## Compito da svolgere:
Ricopia alla lettera il brano del testo sul ricorso da "Consigliere Dott. Luigi" a "motivo di ricorso.".

HELVETIA IMMOBILIARE RE s.r.l., p.i.v.a. (OMISSIS), in persona del

legale rappresentante pro tempore, elettivamente domiciliata in

Roma, al viale Trastevere, n. 244, presso lo studio dell’avvocato

Claudio Fassari che la rappresenta e difende in virtù di procura

speciale in calce al ricorso;

– ricorrente –

contro

M.E., c.f. (OMISSIS);

– intimato –

e

GRUPPO HELVETIA IMMOBILI & IMPRESE s.p.a., (già “Compagnia

Immobiliare Engandinese” s.r.l.) – p.i.v.a. (OMISSIS);

– intimata –

avverso la sentenza n. 449 dei 30.1/27.2.2015 della corte d’appello

di Torino;

udita la relazione nella Camera di consiglio del 3 aprile 2019 del

Consigliere Dott. Luigi Abete;

lette le conclusioni del Pubblico Ministero, in persona del sostituto

procuratore generale Dott. MISTRI Corrado, che ha chiesto

dichiararsi inammissibili il primo ed il secondo motivo di ricorso

ed accogliersi il terzo motivo di ricorso.

Fatto

MOTIVI IN FATTO ED IN DIRITTO

Con atto notificato in data 16.3.2009 M.E. citava a comparire dinanzi al tribunale di Torino l’agenzia immobiliare “Helvetia Immobiliare Re” s.r.l. e la “Compagnia Immobiliare Engandinese” s.r.l..

Esponeva che tramite l’agenzia immobiliare convenuta aveva visionato un immobile, comprensivo di ampio terrazzo, in (OMISSIS); che il 24.7.2008 aveva sottoscritto su modulo prestampato predisposto dall’agenzia convenuta proposta irrevocabile di acquisto del cespite, rivolta al proprietario – non indicato nella proposta – per il prezzo di Euro 135.000,00, oltre i.v.a.; che aveva emesso contestualmente assegno bancario, senza il nome del prenditore, dell’importo di Euro 10.000,00 a titolo di caparra confirmatoria.

## Blocco di dati:
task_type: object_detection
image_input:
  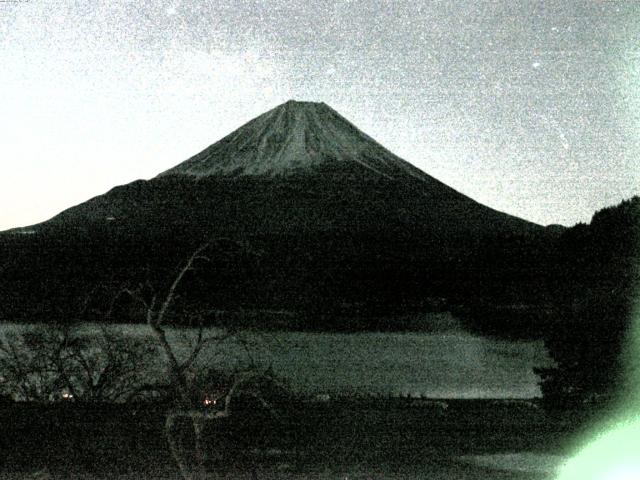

## Risultato del compito:
Consigliere Dott. Luigi Abete;

lette le conclusioni del Pubblico Ministero, in persona del sostituto

procuratore generale Dott. MISTRI Corrado, che ha chiesto

dichiararsi inammissibili il primo ed il secondo motivo di ricorso

ed accogliersi il terzo motivo di ricorso.